------ Entries provided
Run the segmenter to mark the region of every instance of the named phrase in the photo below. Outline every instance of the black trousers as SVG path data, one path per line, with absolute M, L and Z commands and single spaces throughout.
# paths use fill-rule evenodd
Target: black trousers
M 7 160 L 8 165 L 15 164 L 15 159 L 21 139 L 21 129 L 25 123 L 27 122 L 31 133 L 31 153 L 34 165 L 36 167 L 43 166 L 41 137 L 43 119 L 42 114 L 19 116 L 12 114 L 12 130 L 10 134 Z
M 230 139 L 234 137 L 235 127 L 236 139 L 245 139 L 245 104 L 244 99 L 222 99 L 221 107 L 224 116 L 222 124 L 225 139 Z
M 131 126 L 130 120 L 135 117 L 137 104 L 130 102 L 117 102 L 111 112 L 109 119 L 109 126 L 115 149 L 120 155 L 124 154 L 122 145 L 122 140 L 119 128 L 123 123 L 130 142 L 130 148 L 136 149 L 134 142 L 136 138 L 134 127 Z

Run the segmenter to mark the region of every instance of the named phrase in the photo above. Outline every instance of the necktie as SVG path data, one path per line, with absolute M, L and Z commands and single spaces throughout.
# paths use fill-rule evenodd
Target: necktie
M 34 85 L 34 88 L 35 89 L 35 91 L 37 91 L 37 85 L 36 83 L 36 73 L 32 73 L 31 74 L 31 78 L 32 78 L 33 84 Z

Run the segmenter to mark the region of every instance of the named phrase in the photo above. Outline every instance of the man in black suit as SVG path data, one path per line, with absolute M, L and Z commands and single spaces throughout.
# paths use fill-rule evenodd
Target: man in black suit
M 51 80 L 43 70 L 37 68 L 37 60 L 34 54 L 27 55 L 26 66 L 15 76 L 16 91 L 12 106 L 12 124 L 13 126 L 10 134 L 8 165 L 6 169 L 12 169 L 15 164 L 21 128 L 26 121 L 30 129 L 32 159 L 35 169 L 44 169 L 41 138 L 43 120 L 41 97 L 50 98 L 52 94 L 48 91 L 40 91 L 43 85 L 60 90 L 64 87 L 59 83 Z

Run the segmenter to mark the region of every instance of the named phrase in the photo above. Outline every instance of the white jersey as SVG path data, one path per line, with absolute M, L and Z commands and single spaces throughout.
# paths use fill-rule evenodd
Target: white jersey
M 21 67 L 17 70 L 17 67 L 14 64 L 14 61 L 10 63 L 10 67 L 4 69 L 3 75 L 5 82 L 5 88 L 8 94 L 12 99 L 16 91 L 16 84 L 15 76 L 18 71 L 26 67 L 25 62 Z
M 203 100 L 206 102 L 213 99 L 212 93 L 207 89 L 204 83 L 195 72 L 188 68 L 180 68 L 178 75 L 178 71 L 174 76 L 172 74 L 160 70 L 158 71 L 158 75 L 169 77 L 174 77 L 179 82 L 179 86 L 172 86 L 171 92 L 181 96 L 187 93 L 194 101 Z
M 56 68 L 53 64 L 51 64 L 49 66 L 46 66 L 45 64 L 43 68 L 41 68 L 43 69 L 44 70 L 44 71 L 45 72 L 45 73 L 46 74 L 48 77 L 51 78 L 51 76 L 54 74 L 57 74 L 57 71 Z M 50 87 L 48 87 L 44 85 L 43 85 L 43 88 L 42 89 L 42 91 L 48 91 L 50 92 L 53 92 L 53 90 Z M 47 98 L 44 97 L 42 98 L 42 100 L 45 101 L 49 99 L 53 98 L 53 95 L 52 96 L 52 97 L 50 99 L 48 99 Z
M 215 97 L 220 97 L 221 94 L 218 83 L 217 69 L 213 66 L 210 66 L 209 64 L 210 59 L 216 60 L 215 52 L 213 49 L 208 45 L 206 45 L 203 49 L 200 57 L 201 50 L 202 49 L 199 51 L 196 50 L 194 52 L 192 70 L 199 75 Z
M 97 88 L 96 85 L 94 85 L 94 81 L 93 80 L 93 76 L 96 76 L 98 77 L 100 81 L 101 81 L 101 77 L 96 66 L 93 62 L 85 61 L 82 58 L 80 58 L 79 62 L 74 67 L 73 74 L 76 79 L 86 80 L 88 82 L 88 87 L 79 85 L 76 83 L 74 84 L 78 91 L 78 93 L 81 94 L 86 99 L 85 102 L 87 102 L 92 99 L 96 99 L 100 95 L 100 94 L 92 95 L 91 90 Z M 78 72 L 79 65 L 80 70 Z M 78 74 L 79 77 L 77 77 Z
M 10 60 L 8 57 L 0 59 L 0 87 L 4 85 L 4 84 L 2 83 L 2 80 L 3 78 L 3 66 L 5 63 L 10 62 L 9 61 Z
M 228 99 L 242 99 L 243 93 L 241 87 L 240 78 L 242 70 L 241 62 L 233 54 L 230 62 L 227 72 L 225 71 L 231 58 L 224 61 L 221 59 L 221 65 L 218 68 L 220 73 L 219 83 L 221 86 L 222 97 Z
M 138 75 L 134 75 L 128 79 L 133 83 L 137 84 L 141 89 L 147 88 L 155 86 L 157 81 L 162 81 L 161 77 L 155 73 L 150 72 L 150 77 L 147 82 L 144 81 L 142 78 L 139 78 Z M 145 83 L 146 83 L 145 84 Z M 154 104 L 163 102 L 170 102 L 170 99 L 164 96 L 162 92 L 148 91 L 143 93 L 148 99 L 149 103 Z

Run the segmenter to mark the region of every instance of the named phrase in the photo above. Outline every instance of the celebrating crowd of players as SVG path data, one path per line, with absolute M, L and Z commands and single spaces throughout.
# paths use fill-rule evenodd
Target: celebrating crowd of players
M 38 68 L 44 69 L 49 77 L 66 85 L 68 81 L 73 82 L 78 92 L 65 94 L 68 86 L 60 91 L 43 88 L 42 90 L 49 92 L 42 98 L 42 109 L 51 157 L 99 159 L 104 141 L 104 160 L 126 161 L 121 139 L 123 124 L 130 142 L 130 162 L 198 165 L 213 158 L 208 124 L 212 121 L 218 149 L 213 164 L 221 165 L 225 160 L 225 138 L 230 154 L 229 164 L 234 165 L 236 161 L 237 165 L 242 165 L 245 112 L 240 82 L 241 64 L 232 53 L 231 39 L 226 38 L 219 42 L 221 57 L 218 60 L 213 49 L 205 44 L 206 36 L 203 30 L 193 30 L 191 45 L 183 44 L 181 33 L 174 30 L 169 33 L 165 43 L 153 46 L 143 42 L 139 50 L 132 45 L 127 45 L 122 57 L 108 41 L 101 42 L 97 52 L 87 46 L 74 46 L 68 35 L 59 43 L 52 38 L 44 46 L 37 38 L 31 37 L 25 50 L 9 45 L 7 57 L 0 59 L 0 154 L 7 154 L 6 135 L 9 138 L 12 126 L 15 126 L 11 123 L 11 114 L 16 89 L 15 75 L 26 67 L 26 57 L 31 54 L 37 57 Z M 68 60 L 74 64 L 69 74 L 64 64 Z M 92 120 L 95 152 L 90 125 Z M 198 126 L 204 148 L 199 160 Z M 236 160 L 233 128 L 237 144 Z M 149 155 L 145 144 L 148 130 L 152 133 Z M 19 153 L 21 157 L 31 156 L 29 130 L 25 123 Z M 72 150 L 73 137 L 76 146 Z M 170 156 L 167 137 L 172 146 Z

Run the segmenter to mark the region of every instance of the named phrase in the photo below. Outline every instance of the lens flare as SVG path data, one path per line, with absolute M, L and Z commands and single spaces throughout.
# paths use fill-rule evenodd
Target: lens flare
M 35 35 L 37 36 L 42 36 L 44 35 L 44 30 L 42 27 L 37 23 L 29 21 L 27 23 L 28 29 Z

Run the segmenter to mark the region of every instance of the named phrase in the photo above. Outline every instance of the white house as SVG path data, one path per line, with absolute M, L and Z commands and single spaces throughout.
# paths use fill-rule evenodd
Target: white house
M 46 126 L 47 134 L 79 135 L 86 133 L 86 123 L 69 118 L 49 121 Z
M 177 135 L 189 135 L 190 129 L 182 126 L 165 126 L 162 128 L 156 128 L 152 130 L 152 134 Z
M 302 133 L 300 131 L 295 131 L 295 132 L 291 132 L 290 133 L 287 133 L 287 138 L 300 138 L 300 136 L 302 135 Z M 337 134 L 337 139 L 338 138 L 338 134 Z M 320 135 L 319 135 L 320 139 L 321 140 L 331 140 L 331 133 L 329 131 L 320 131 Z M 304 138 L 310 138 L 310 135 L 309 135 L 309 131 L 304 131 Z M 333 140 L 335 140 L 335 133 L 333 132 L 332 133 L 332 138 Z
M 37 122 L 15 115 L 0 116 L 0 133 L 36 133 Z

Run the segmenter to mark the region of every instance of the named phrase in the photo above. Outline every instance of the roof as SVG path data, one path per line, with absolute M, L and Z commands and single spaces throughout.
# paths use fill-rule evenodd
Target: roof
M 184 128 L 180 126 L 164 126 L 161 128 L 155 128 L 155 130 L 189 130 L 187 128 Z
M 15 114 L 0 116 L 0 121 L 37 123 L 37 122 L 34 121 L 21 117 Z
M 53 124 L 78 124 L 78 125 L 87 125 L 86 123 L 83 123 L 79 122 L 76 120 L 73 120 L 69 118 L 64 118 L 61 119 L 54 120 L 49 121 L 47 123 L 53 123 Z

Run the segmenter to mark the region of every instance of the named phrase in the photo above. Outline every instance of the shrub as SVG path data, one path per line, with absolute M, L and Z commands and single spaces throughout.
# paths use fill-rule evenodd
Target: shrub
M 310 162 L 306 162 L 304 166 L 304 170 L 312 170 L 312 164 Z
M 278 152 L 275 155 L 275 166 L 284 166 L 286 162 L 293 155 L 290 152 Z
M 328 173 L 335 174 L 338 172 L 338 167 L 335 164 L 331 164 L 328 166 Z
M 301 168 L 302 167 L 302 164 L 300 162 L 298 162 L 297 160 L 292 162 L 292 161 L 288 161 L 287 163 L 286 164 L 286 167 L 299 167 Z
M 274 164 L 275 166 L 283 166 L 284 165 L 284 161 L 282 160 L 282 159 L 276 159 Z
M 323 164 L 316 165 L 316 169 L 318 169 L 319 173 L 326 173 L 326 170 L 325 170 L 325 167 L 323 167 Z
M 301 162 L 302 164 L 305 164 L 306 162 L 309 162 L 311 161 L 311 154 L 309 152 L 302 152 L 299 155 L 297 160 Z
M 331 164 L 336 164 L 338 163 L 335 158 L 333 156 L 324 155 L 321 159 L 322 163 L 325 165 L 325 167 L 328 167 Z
------------
Problem: Reproduce only those lines of the entries above that run from the line with "of the shrub" to the final line.

Correct result:
Run the segmenter to mark the region of every instance of the named phrase in the photo above. Outline every instance of the shrub as SVG path data, one path per line, with absolute M, L and Z commands and single spaces throughout.
# paths use fill-rule evenodd
Target: shrub
M 310 162 L 306 162 L 304 166 L 304 170 L 312 170 L 312 164 Z
M 278 152 L 275 155 L 275 166 L 284 166 L 286 162 L 293 155 L 290 152 Z
M 328 173 L 335 174 L 338 172 L 338 167 L 335 164 L 331 164 L 328 166 Z
M 301 168 L 302 167 L 302 164 L 300 162 L 298 162 L 297 160 L 292 162 L 292 161 L 288 161 L 287 163 L 286 164 L 286 167 L 299 167 Z
M 274 164 L 275 166 L 283 166 L 284 165 L 284 161 L 282 160 L 282 159 L 276 159 Z
M 323 164 L 316 165 L 316 169 L 318 169 L 319 173 L 326 173 L 326 170 L 325 170 L 325 167 L 323 167 Z
M 301 162 L 302 164 L 305 164 L 306 162 L 309 162 L 311 161 L 311 154 L 309 152 L 302 152 L 299 155 L 297 160 Z
M 331 164 L 336 164 L 338 163 L 335 158 L 333 156 L 324 155 L 321 159 L 322 163 L 325 165 L 325 167 L 328 167 Z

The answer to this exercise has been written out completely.